**Information supplied**:
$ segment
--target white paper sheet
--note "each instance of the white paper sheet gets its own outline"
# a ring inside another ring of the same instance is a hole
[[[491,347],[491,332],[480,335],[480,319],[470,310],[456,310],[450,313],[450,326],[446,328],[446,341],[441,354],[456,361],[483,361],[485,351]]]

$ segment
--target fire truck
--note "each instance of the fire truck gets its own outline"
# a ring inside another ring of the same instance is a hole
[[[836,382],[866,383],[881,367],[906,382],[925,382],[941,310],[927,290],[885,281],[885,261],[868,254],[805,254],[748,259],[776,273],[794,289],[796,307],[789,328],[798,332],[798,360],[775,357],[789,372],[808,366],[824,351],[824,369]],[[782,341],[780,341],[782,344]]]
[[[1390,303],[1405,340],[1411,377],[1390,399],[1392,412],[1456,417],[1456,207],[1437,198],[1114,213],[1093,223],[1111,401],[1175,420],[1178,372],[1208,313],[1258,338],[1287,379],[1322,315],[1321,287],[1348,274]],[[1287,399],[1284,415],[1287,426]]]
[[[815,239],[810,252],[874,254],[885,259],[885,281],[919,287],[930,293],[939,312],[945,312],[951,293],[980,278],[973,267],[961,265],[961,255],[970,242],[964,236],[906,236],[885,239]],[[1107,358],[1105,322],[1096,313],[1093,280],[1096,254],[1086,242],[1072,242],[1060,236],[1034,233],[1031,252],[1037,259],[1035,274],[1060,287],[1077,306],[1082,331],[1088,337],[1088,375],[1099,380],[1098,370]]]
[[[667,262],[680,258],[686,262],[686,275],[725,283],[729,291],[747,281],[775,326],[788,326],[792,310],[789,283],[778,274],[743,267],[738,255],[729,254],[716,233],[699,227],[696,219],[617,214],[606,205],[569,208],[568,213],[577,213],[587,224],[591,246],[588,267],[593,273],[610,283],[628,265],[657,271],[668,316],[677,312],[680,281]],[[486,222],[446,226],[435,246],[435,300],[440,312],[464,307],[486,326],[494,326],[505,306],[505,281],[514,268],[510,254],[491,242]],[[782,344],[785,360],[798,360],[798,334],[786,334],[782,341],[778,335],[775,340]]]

**Task brief**: Identify every line of the listing above that contains the word "instance", and copy each of those lines.

**Task output**:
--note "each instance of the white paper sheet gets its own outline"
# a ring inside another ring of the same instance is a hole
--note "each instance of the fire truck gets its own outline"
# a ring inside another ring of the same instance is a hole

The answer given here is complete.